Exercise =
Copy the lines below word for word, starting at the line containing "Detect every instance of wooden boat." and ending at the line containing "[2,36,563,93]", with both of those lines included.

— begin Supplied records —

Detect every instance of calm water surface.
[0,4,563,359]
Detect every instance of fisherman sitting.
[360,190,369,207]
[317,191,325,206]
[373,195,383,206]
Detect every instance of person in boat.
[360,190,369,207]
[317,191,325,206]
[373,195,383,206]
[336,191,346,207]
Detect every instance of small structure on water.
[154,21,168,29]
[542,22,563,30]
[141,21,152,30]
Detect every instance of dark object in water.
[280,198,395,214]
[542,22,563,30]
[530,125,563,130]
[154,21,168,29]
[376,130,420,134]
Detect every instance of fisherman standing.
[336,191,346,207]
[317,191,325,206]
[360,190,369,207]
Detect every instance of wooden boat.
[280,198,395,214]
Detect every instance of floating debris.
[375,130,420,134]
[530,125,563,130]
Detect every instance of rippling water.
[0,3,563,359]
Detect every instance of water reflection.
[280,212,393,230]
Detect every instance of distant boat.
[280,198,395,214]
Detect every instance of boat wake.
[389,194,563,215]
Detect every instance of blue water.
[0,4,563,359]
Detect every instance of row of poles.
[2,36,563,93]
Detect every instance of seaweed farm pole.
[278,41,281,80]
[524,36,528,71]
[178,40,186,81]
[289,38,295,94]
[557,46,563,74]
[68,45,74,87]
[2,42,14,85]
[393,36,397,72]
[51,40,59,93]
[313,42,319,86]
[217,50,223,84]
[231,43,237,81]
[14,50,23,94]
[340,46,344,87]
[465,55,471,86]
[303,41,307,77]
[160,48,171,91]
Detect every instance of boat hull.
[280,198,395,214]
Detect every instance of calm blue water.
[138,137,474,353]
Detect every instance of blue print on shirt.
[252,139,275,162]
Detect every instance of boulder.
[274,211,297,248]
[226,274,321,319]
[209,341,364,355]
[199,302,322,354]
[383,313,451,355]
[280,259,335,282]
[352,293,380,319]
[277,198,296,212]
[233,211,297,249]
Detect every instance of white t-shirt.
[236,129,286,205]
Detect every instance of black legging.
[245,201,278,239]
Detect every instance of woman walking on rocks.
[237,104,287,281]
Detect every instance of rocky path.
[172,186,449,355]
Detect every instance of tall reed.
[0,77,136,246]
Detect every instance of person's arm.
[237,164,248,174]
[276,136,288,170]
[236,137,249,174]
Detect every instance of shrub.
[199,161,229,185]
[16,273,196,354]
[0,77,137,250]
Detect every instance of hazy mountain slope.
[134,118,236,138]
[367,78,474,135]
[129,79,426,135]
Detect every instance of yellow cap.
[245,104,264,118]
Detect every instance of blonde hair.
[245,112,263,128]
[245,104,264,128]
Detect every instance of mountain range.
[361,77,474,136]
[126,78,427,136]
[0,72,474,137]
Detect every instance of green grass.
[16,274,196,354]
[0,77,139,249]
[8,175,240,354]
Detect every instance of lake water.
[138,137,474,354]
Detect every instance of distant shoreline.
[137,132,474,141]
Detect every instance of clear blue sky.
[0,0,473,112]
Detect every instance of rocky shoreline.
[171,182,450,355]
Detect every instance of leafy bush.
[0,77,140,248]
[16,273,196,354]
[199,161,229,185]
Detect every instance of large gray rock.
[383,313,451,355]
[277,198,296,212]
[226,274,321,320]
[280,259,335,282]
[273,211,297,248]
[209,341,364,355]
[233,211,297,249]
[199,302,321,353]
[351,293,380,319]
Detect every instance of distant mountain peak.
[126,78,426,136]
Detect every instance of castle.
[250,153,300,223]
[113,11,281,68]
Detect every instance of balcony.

— end Supplied records —

Solved problem =
Detect every instance of wooden boat.
[280,198,395,214]
Detect every instance of floating debris.
[375,130,420,134]
[530,125,563,130]
Detect every instance of rippling water.
[0,3,563,359]
Detect every instance of water reflection.
[280,212,393,230]
Detect every instance of distant boat.
[280,198,395,214]
Detect every instance of boat wake.
[389,194,563,215]
Detect every instance of blue water.
[0,4,563,359]
Detect every instance of row of poles.
[2,36,563,93]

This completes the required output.